--- Data supplied Enclosed Below ---

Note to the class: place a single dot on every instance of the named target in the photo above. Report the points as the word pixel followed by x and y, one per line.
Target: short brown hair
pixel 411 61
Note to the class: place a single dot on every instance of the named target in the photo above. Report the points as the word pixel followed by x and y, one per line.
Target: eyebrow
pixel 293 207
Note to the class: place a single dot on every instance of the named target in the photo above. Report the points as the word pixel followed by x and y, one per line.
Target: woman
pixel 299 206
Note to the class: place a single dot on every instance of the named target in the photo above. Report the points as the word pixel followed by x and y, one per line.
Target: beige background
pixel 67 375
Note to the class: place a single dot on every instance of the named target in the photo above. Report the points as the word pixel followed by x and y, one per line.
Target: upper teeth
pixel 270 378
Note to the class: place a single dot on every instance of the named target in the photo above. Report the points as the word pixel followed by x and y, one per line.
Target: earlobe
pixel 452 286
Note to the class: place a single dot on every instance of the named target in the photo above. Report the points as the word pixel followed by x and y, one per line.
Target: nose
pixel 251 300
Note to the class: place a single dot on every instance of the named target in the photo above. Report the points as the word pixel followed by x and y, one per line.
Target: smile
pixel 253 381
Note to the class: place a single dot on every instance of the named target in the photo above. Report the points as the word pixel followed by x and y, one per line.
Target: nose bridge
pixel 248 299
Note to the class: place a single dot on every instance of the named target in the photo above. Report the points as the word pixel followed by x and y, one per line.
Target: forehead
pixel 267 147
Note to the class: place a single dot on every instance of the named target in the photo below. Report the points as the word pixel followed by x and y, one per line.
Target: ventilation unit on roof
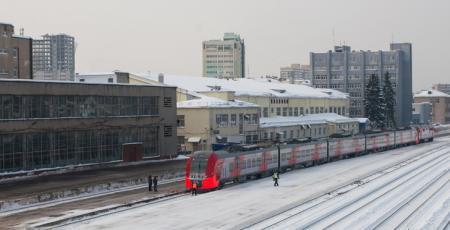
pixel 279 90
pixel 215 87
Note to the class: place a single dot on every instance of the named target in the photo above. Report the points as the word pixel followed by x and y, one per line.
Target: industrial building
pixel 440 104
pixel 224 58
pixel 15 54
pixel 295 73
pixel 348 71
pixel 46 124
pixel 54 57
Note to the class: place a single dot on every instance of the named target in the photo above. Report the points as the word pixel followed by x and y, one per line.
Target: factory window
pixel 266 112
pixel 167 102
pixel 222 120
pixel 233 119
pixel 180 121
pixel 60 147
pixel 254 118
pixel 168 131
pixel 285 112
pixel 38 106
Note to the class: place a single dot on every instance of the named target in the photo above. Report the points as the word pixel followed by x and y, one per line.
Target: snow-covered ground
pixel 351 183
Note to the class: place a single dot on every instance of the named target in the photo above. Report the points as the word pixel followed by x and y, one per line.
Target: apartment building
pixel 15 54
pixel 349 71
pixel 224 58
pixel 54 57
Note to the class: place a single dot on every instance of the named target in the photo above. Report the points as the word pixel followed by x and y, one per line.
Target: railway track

--- End of Enclosed Data supplied ---

Task: Leave out all images, then reproduce the entries above exactly.

Solution to this problem:
Note to the class: place a single dot on every instance of the named target in the photo above. Report the points as the word pixel followed by x and y, one per line.
Target: short brown hair
pixel 411 61
Note to the class: place a single dot on every instance of the named target in the photo above. Report the points as the word pixel followed by x and y, one per line.
Target: eyebrow
pixel 293 207
Note to the class: place a single dot on every instance of the named target in the photo above. Report the points as the word pixel followed by x and y, one per line.
Target: woman
pixel 299 206
Note to the class: place a single dot on every instance of the named target in the photo above. Report the points as the word pixel followed by x and y, one per line.
Target: beige background
pixel 67 375
Note to the class: place a single dot on every instance of the named target in the photo above. Report the points as the word pixel followed by x and y, one per line.
Target: upper teeth
pixel 270 378
Note to the class: place a single dot on every instance of the named target in the photo above. Report the points as the word pixel followed by x and y, one per line.
Target: earlobe
pixel 452 286
Note to the class: place a single dot on every instance of the named target in the photo above. Report the points as the word pixel followed by x and y, one per line.
Target: nose
pixel 251 300
Note to the class: place a single dot on every instance of the named target in the photo above. Report the points as the word pixel followed by x and y, one per line.
Target: smile
pixel 253 381
Note to the class: place a single dot on every instance of the named target in the photo above. Report the points as the word pixel followed by x and y, one per line.
Target: nose bridge
pixel 248 299
Note to the class: place a single dot on every instance of the named target in the photo above. Report the points as the word pixel followed by x and y, one per line.
Target: forehead
pixel 267 147
Note to the class: place a single dot on every instance of the named target in the photo below. Report the points as the word pixel followed by x and y, one per line.
Target: ventilation unit on roof
pixel 279 90
pixel 215 87
Note to the class: place a single dot on every instance of the named target in the photo above. Report the points as the word pixel followed by x and y, one per line.
Target: industrial building
pixel 440 104
pixel 224 58
pixel 15 54
pixel 295 73
pixel 348 71
pixel 46 124
pixel 54 57
Note to the class: place a single dot on every instance of the named target in the photo above. Report the points as the word pixel followed by x and y, one per line.
Target: factory window
pixel 266 112
pixel 167 102
pixel 222 120
pixel 233 119
pixel 180 121
pixel 60 147
pixel 254 118
pixel 168 131
pixel 285 112
pixel 38 106
Note to the class: place a single dot on every instance of the named target in the photo above. Report the points as the word pixel followed by x and y, one per line.
Target: snow-covered ground
pixel 351 183
Note to the class: place a single dot on every instance of the named target in the photo above. Report the points as the word pixel followed by x and y, one per line.
Target: apartment building
pixel 15 54
pixel 349 71
pixel 224 58
pixel 54 57
Note to the class: place a single dot on every instance of the named target in the photo above. Report the points as the word pixel followed by x and y, one per line.
Target: railway track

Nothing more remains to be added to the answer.